*Texte proposé*

Le vendredi 14 janvier, après un mois d’émeutes sanglantes, la Tunisie vient de tourner une page de sa jeune histoire.
Le président Zine el-Abidine Ben Ali a quitté le pays poussé vers la sortie par la rue et l’armée (son principal soutient) qui protégeait les manifestants contre la police.
Cette révolution porte déjà un nom : la Révolution de Jasmin. Ben Ali avait pourtant fait une allocution télévisée le 13 janvier dans laquelle il promettait, en plus d’une baisse du prix des produits de première nécessité, un relâchement de la censure et la décision de ne pas se représenter en 2014. Ces promesses étaient suivies d’effets car, peu après, les sites internet de certains journaux dont Le Monde étaient à nouveau accessibles ainsi que certains sites déclarés illégaux par la censure tunisienne.
Pourtant, il faut croire que le peuple de Tunisie ne désirait que son départ car les émeutes continuaient le lendemain, ce qui a conduit le président dictateur à partir en exil en Arabie-Saoudite ; la France et l’Italie ayant refusé de l’accueillir. Un peu plus tôt, il avait renvoyé son gouvernement et promis des élections législatives, mais il était trop tard.
A l’annonce de son départ, par le Premier-ministre Mohammed Gannouchi à la télévision publique, les Tunisiens sont descendus dans la rue, bravant le couvre-feu pour crier leur joie : après un mois d’émeutes et 66 morts, Ben Ali s’est aperçu qu’il s’était trop éloigné de son peuple qui n’en pouvait plus de voir les politiques profiter du développement économique en faire profiter la population. Cette dernière n’a donc pas cru à une énième promesse.

*Consignes de l'exercice*
(1) D'après le texte sur la révolution tunisienne, dans quel pays Ben Ali est-il parti en exil ?
(2) Poursuivez le texte sur la chute de Ben Ali après sa dernière phrase.

*Matériel extrait*
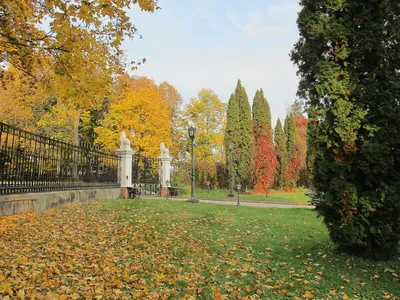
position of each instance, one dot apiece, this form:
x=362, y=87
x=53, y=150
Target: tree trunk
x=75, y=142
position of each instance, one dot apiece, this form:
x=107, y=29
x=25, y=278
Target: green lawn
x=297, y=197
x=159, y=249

---

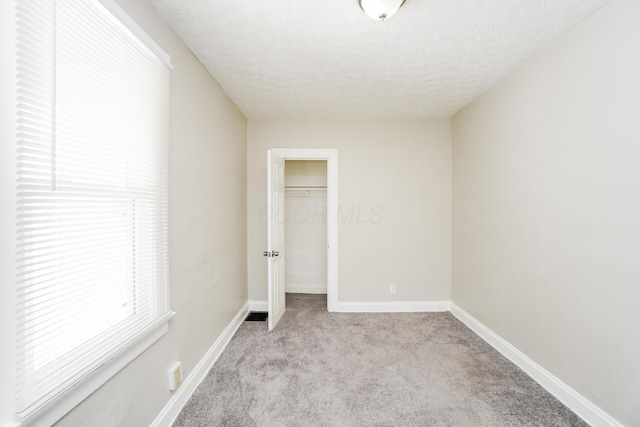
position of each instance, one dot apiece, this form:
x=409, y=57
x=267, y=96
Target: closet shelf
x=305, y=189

*Réponses numérotées*
(1) En Arabie-Saoudite.

(2)
A 18heures environ, reconnaissant son échec, Ben Ali est contraint de quitter le pays. Il laisse la présidence au Premier ministre qui selon l’article 56 de la constitution, doit présider le pays en cas « d’empêchement provisoire ». Dans cette dernière, il est aussi écrit qu’il dispose de 60 jours pour organiser des élections présidentielles anticipées puisque le Président n’est plus en fonction. Mais c’est un temps très court pour un pays dont l’opposition est détruite par 23 ans de dictature : en effet, le président Ben Ali formé à Saint-Cyr, avait peu à peu muselé toute opposition et contraint à l’exil de nombreux opposants. La censure empêchait toute revendication. L’homme avait pris le pouvoir par un « coup d’état médical ». Et pour cause, il avait fait rédiger un faux certificat médical prouvant que le président Bourguiba ( le père de l’indépendance) âgé alors de 85 ans, était dans l’incapacité de gouverner. Il avait alors pris sa succession en temps que dauphin constitutionnel le 7 novembre 1987. Progressivement, il a placé les membres de sa famille aux postes clés et la Tunisie, laquelle est presque devenue une terre personnelle.
L'Union européenne appelle à des «solutions démocratiques durables» en Tunisie et appelle au calme après le départ du pouvoir de Ben Ali. Il faut dire que la nuit de vendredi à samedi a été émaillée de nombreuses scènes de pillages et des tirs ont été entendus. La transition ne s’est donc pas fait dans le calme. Certaines sources indiquent même encore des morts. L’état d’urgence a été décrété dans la soirée.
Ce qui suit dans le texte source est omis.